→ Document
— begin —

Subjective Geometries

18 November 2022 – 27 January 2023

Proposing a host of narratives that poetically reflect on the topology of visual space, the exhibition Subjective Geometries investigates the complex dynamics between geometry and perception in the work of seven contemporary women artists. Imagined as a fluid structure that radiates on multiple levels of interpretation, this survey presents a dazzling diversity of conceptual and aesthetic strategies that reveal a renewed interest in the purest forms of abstraction.

The works in the show, by seven female artists, are subjective responses to contemporary life, presenting a visual lexicon that echoes a vast range of influences, from mathematics and computer technologies, to philosophy and sacred geometry, cosmology, quantum physics, complexity theory, color field painting, chemistry and architecture. This feminine artistic perspective comes to confirm that there is no supremacy or gender barrier when it comes to abstraction, but the same drive in pursuing novel experiments, using new materials, and finding the purest artistic expression of lived experiences.

— end —

→ Short problem 1
Answer these questions from the exhibition description:
(a) On what dates does the exhibition run?
(b) How many artists have work in the show?
(c) What dynamics does the exhibition investigate?
→ Short problem 2
Continue the exhibition description for Subjective Geometries from the point where it stops.

→ Rows
— begin —

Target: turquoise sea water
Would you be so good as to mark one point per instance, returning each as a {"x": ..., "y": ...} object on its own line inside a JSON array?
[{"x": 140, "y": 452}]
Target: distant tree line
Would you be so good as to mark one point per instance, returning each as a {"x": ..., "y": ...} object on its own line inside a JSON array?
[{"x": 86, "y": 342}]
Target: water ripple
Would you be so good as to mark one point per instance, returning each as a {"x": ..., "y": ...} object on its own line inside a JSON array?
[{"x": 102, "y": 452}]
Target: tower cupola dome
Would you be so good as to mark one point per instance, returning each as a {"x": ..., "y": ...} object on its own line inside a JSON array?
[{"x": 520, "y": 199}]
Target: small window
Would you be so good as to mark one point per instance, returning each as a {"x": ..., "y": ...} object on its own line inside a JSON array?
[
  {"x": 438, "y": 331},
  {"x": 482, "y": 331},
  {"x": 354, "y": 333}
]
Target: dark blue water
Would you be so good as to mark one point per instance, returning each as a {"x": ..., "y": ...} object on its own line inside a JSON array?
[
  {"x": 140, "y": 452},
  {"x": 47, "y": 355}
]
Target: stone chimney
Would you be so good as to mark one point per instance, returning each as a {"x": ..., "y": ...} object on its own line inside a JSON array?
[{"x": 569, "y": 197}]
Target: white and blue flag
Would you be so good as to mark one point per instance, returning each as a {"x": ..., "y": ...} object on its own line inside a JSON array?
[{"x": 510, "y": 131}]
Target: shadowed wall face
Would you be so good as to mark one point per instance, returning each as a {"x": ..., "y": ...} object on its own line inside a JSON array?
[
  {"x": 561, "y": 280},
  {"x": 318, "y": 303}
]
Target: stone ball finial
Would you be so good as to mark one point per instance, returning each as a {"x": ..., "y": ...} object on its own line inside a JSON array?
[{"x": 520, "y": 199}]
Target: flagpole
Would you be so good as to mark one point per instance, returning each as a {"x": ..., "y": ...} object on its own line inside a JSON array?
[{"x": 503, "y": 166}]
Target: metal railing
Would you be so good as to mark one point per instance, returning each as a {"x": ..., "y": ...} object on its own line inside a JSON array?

— end —

→ Final answer 1
(a) 18 November 2022 – 27 January 2023
(b) Seven
(c) The complex dynamics between geometry and perception

→ Final answer 2
Occupying the realm of the purely visual and the conceptual, Arantxa Etcheverria (b.1975, France, lives and works in Bucharest) is fascinated by the dramatic shapes of the modernist architecture, which she encounters in her adoptive country Romania. Unexpected architectural geometries, such as the shapes of windows and doors, angles of precipitous walls, or curving staircases are transfigured into sculptural volumes with tactile surfaces and painterly compositions where restricted palettes of colors soften their “hard edges. These geometrical reconfigurations are more than studies of forms in space, they are visual resolutions that synthesizes the experience of the poetic space.

 

Irina Dumitrașcu Măgurean (b.1985, lives and works in Cluj-Napoca) practices a photography that addresses the realms of the non-representational, focusing on various experiments that capture ephemeral moments in a continual interaction of light and space. Her works are minimal geometric compositions, where magnified details, lines, forms, and textures narrow down existing elements of reality until they become independent, abstract matter. Revolving around the intensity of light and the perception of the intangible, her Polaroid photographs evoke the need for a poetic reconciliation of nothingness with reality, for becoming a situation, a state or even poetry in its pure state.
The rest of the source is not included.